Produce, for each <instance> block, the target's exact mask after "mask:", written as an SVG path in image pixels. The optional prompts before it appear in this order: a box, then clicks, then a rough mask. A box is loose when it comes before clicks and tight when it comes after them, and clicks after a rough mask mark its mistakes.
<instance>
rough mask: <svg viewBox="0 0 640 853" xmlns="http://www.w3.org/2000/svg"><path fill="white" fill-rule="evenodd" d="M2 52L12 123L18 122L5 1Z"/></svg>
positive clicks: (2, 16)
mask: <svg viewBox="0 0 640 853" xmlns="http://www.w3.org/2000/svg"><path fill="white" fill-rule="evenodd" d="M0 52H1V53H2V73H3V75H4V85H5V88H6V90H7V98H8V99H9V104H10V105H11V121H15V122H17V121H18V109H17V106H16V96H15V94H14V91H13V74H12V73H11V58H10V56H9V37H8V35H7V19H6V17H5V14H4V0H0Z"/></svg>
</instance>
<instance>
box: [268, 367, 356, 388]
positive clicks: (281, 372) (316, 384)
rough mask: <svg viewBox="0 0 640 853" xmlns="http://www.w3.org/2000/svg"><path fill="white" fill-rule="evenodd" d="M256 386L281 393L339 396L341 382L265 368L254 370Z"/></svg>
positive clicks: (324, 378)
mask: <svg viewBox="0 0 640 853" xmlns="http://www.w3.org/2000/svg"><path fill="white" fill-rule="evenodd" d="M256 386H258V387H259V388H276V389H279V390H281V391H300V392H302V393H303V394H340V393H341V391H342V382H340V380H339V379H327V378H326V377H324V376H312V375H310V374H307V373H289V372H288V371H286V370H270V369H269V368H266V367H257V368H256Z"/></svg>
+-------+
WHAT TO WORK ON:
Count the lines in the material above that contain the string "instance", and give only that number.

RESPONSE TO THE TASK:
4